◆ ENUNCIADO 1 ◆
Responda com base no trecho sobre a indicação de Mendonça ao Supremo:
(a) Segundo Azevedo Marques, o que o Supremo não tem?
(b) Que juiz da Suprema Corte dos EUA Joaquim Falcão menciona?
(c) Em que universidade José Álvaro Moisés é professor?
◆ ENUNCIADO 2 ◆
Dê a continuação do trecho sobre a indicação de Mendonça ao Supremo a partir da última frase apresentada.

◆ TRECHO ◆
::::::::

Para Azevedo Marques, Mendonça tem conhecimento jurídico incontroverso. “Não me parece que tenha uma reputação discutível, nunca vi qualquer denúncia de improbidade, de corrupção.” Do ponto de vista constitucional, segundo ele, o advogado-geral da União preenche os requisitos para a indicação, “mas teve no seu histórico jurídico, principalmente no último período como autoridade pública, posturas e aderiu a teses que podem não corresponder àquelas que o Senado entenda como mais adequadas para estarem representadas no Supremo”.

Azevedo Marques disse que o STF é a instância dos poderes que decide “para a guarda e tutela da Constituição”. “Eu diria que o Supremo, e mais ainda nesse momento, é o fiador da estabilidade do regime do estado democrático de direito. E é um arranjo interessante, porque o Supremo não tem armas, mas, sem estar armado, ele dá a última palavra.”

Para o professor de Direito Constitucional e membro da Academia Brasileira de Letras Joaquim Falcão, nenhum processo, em nenhum país, garante a atuação futura do ministro. “Sobretudo no nosso atual Supremo conflituado. O Supremo precisa antes se apaziguar.” Segundo ele, as cortes supremas não são independentes em lugar nenhum. Elas são controláveis “pelo sentimento de justiça do povo, como alerta o juiz da Suprema Corte dos EUA Stephen Breyer, e pelos mecanismos de controle, como processo por crimes de responsabilidade e outros meios institucionais”.

Para Falcão, a ideia de um STF absoluto e arbitrário é antidemocrática. “Hoje em dia, o Supremo precisa ser independente não do Legislativo e do Executivo, mas de suas próprias ambições que retiram progressivamente sua legitimidade.” A questão seria, portanto, o quanto Mendonça poderia agravar ou não essa tendência, avaliou.

Outro ponto questionado pelos analistas é o fato de Mendonça ser apresentado como um ministro “terrivelmente evangélico”. “A designação de um ministro ‘terrivelmente evangélico’ só fez a indicação de que esse ministro vai estar na Corte Suprema do País falando em nome deste grupo, quando, na verdade, ele tem que falar em nome do conjunto da sociedade brasileira”, afirmou o cientista político e professor da Universidade de São Paulo José Álvaro Moisés.

::::::::

◆ SEÇÃO DE DADOS ◆
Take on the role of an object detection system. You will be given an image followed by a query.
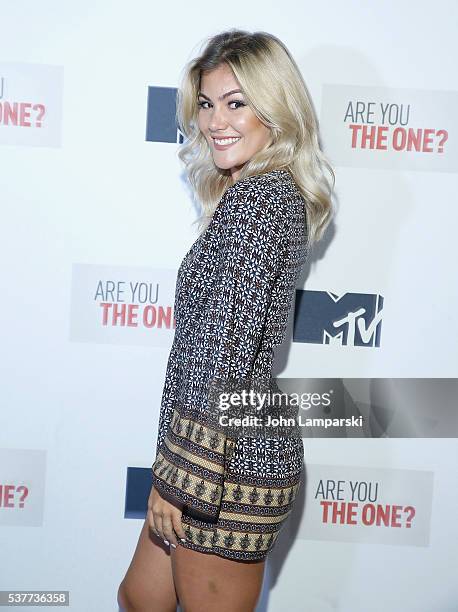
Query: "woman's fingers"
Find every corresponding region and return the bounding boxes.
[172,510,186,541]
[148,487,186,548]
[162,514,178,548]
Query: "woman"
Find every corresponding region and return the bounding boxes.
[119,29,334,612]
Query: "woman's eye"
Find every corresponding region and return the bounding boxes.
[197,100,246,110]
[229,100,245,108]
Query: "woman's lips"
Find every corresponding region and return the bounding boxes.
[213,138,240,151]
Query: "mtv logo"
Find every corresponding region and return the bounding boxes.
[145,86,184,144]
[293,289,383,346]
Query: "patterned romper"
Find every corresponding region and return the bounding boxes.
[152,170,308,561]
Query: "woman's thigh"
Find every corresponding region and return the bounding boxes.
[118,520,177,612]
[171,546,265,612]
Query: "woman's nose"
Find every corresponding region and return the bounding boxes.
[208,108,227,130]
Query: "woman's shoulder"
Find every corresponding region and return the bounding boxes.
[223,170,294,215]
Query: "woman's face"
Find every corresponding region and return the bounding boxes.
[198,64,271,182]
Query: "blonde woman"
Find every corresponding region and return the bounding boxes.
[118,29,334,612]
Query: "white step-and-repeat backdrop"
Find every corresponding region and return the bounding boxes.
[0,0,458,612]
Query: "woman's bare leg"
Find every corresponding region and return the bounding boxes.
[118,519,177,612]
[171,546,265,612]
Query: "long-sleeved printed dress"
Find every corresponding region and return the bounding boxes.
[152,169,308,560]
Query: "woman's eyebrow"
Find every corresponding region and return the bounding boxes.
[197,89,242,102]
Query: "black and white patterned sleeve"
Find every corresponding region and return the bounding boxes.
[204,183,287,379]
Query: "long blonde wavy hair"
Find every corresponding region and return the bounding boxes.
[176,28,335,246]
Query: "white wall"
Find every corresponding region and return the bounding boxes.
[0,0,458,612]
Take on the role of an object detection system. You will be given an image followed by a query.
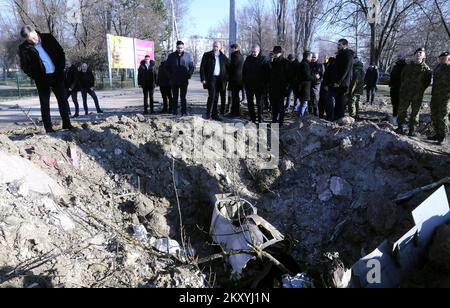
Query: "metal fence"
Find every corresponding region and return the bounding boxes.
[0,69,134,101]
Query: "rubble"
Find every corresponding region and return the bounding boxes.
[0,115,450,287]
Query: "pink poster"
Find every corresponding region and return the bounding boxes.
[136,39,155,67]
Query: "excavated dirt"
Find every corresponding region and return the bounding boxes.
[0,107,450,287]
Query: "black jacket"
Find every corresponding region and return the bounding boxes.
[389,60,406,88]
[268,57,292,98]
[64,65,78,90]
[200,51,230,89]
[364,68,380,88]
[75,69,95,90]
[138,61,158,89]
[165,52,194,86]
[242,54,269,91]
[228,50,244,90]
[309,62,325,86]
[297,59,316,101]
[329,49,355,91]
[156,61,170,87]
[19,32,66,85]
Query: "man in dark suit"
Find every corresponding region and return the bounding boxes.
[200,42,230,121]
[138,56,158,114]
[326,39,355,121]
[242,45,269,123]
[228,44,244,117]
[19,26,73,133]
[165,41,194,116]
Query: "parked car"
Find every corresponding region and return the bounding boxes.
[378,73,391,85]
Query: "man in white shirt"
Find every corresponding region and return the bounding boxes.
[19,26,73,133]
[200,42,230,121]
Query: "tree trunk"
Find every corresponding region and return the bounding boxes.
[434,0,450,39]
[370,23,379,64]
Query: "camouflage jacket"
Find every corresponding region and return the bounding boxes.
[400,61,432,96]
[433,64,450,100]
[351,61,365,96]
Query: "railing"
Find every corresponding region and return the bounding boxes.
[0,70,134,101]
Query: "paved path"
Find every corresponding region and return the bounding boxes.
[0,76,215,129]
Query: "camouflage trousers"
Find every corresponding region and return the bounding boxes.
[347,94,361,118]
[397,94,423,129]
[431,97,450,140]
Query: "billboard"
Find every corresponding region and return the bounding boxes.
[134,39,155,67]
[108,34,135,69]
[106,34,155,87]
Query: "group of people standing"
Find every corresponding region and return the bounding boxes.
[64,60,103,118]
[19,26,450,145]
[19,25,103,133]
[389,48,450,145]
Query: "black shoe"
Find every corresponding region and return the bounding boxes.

::::::::

◆ RESPOSTA 1 ◆
(a) Armas.
(b) Stephen Breyer.
(c) Na Universidade de São Paulo.

◆ RESPOSTA 2 ◆
O cientista político e professor do Instituto de Estudos Sociais e Políticos (IESP), da Universidade do Estado do Rio de Janeiro (Uerj), Fernando Fontainha, lembrou, no entanto, o que considera ser uma característica das indicações ao STF feitas por Bolsonaro: a trajetória acadêmica “leve”, sem obras de repercussão escritas pelos indicados. “A indicação também tem semelhanças com a de outros ministros nos governos do PT, como Dias Toffoli, que não tinha, à época, pós-graduação.”

Ele lembrou que Fernando Henrique Cardoso nomeou Nelson Jobim e Gilmar Mendes, que antes compuseram o gabinete de governo. “Essa é uma tradição forte na indicação de presidentes da República. Mendonça é advogado-geral da União, um órgão diretamente ligado à Presidência da República. Bolsonaro não está reinventando a roda.”

Para Fontainha, apesar de tudo, Mendonça não deve ter dificuldade para ser referendado pelo Senado. “Alguma barganha está em jogo.” Para ele, é necessário verificar como estão em curso os acordos do governo Bolsonaro com o Centrão. “Eu interpreto o levantamento de objeções na sabatina, sobretudo quando acontece em um momento anterior à sabatina, como um chamado à composição e para observar a disposição do governo Bolsonaro em ceder. Está em jogo o quanto Bolsonaro quer fazer Mendonça ministro. O quanto o Bolsonaro não quer sair dessa disputa desmoralizado por ter indicado um nome e esse nome ser eventualmente recusado.”